→ **Written exercise 1**
Please show every line of the records that contains the word "housing", copying each line in full. Case counts.

On 5/7/20 6:46 PM, Maciej Żenczykowski wrote:
> (a) not clear why the max is SKB_MAX_ALLOC in the first place (this is
> PAGE_SIZE << 2, ie. 16K on x86), while lo mtu is 64k

Agreed, tbh, it's not clear to me either atm. :) The SKB_MAX_ALLOC constant itself
should be replaced with something more appropriate. Also as a small side note,
the !skb->dev check should be removed since in tc ingress/egress the skb->dev
is never NULL. (See also tc_cls_act_convert_ctx_access() on struct __sk_buff,
ifindex conversion.)

> (b) hmm, if we're not redirecting, then exceeding the ingress device's
> mtu doesn't seem to be a problem.
> 
> Indeed AFAIK this can already happen, some devices will round mtu up
> when they configure the device mru buffers.
> (ie. you configure L3 mtu 1500, they treat that as L2 1536 or 1532 [-4
> fcs], simply because 3 * 512 is a nice amount of buffers, or they'll
> accept not only 1514 L2, but also 1518 L2 or even 1522 L2 for VLAN and
> Q-IN-Q -- even if the packets aren't actually VLAN'ed, so your non
> VLAN mru might be 1504 or 1508)

→ **Written exercise 2**
Retype the MTU discussion above word for word, from start to finish.

→ **Input data**

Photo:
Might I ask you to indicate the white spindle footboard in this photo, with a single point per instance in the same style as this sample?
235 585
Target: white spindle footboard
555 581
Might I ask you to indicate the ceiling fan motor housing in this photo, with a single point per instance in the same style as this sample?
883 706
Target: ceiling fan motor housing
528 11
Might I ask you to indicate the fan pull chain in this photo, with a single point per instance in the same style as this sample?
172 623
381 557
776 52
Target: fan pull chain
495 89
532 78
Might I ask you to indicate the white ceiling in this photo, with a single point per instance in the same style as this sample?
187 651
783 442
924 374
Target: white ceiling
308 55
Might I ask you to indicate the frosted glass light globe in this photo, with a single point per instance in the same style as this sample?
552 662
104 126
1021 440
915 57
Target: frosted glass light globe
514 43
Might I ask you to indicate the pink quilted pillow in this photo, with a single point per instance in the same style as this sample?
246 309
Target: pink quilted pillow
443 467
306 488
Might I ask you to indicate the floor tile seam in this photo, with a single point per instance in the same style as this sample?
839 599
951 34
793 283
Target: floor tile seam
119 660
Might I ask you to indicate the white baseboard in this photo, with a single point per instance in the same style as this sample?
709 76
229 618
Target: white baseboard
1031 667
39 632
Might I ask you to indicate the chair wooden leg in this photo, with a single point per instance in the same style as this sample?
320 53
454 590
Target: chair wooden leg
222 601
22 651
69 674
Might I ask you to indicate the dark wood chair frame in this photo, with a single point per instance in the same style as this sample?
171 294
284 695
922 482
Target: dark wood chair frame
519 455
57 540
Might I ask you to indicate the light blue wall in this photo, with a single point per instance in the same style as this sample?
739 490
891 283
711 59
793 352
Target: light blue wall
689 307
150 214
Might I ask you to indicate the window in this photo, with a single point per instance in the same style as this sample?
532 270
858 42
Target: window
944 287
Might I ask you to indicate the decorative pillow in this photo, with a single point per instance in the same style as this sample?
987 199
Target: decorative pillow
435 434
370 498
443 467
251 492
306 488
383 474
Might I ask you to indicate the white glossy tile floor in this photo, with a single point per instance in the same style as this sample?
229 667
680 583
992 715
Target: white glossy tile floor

→ **Response 1**
Might I ask you to indicate the ceiling fan motor housing in this photo, with a single point per instance in the same style as this sample?
Target: ceiling fan motor housing

→ **Response 2**
On 5/7/20 6:46 PM, Maciej Żenczykowski wrote:
> (a) not clear why the max is SKB_MAX_ALLOC in the first place (this is
> PAGE_SIZE << 2, ie. 16K on x86), while lo mtu is 64k

Agreed, tbh, it's not clear to me either atm. :) The SKB_MAX_ALLOC constant itself
should be replaced with something more appropriate. Also as a small side note,
the !skb->dev check should be removed since in tc ingress/egress the skb->dev
is never NULL. (See also tc_cls_act_convert_ctx_access() on struct __sk_buff,
ifindex conversion.)

> (b) hmm, if we're not redirecting, then exceeding the ingress device's
> mtu doesn't seem to be a problem.
> 
> Indeed AFAIK this can already happen, some devices will round mtu up
> when they configure the device mru buffers.
> (ie. you configure L3 mtu 1500, they treat that as L2 1536 or 1532 [-4
> fcs], simply because 3 * 512 is a nice amount of buffers, or they'll
> accept not only 1514 L2, but also 1518 L2 or even 1522 L2 for VLAN and
> Q-IN-Q -- even if the packets aren't actually VLAN'ed, so your non
> VLAN mru might be 1504 or 1508)